• [TASK OBJECTIVE]: Rewrite the data from the line with "In this document" to the line with "box: [26, 107, 620, 658]", replacing "positive clicks" with "foreground clicks" and changing nothing else. Return only those lines.
___ RECORDS SHOWN ___
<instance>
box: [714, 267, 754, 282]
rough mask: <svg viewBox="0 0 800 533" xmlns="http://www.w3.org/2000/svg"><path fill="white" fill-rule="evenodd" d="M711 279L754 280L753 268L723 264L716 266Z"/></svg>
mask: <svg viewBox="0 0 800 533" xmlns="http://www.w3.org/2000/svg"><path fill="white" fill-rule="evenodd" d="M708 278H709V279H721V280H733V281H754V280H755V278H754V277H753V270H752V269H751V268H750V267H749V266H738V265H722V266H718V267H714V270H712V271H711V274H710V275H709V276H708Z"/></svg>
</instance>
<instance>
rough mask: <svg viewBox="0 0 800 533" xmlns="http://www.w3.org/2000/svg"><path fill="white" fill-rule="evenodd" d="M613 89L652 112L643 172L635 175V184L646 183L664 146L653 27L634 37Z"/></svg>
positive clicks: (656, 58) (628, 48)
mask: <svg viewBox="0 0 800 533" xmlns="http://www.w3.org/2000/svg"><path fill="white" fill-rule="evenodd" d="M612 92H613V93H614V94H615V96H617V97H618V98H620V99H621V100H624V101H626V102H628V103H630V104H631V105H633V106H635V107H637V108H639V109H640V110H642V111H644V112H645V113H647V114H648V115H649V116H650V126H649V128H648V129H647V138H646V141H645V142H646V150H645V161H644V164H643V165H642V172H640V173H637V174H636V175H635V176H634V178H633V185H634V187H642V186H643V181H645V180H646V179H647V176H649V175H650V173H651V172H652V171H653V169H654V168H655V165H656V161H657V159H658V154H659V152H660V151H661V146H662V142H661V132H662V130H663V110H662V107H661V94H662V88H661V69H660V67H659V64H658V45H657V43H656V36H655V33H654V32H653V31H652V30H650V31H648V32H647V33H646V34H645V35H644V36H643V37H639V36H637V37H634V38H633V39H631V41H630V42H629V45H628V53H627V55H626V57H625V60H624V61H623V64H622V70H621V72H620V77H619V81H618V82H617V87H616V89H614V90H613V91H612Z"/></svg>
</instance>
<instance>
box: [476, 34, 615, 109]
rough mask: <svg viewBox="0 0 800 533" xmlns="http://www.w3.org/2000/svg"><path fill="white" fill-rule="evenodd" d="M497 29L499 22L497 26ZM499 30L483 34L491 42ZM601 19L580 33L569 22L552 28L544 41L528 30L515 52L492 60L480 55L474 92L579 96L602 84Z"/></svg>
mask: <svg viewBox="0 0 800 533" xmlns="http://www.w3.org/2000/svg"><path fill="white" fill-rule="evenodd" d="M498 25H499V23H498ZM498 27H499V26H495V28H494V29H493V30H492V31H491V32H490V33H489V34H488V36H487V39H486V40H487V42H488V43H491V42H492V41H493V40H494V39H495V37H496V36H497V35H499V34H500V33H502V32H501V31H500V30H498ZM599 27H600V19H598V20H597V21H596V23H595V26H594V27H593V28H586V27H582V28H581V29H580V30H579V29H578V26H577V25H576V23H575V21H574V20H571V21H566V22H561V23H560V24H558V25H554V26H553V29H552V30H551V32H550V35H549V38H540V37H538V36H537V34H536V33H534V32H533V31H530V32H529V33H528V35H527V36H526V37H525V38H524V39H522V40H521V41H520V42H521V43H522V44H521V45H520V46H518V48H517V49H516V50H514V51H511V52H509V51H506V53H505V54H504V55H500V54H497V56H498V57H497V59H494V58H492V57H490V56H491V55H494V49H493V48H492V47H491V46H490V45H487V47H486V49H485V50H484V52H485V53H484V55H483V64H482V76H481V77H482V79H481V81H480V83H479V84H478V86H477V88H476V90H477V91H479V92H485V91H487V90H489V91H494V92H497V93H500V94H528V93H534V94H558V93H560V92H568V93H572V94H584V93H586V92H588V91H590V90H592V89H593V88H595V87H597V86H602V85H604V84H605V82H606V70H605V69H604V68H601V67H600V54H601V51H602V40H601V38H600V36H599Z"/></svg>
___
___ RECORDS SHOWN ___
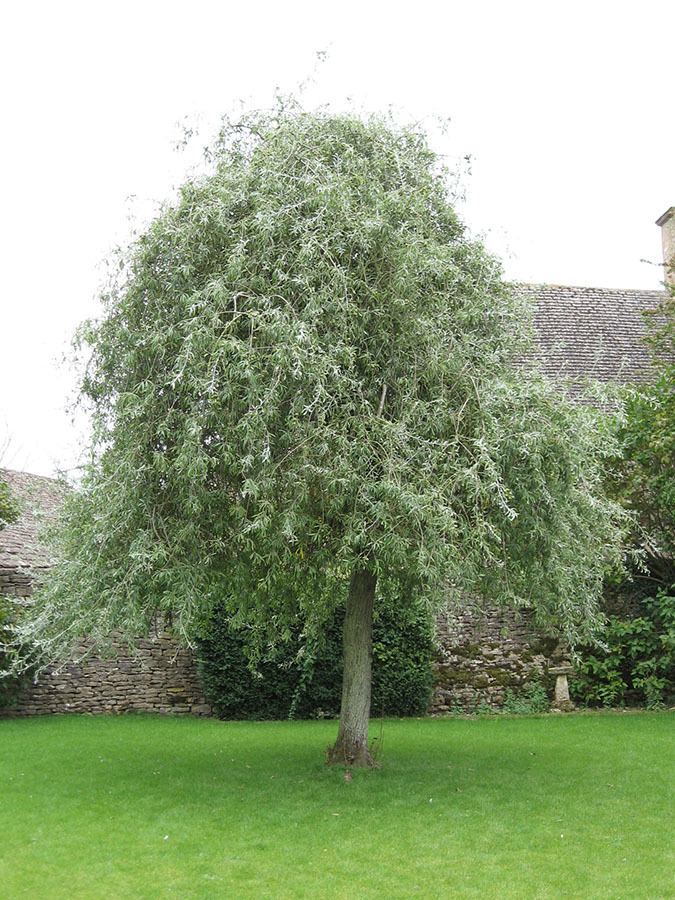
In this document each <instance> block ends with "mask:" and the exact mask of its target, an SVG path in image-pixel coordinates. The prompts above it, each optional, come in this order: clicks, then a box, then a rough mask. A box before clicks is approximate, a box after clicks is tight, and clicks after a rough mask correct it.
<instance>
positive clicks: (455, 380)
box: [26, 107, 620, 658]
___
• [TASK RESPONSE]:
In this document each <instance> block ends with "mask:" and the exact mask of its target, an SVG path in image-pixel coordinates. The prompts above it, each optional, come in this order: clicks, then a box, then a rough mask. A box before clicks is approximate, a box after clicks is tight, and clicks after a rough mask correct it.
<instance>
foreground clicks: (455, 380)
box: [26, 107, 620, 658]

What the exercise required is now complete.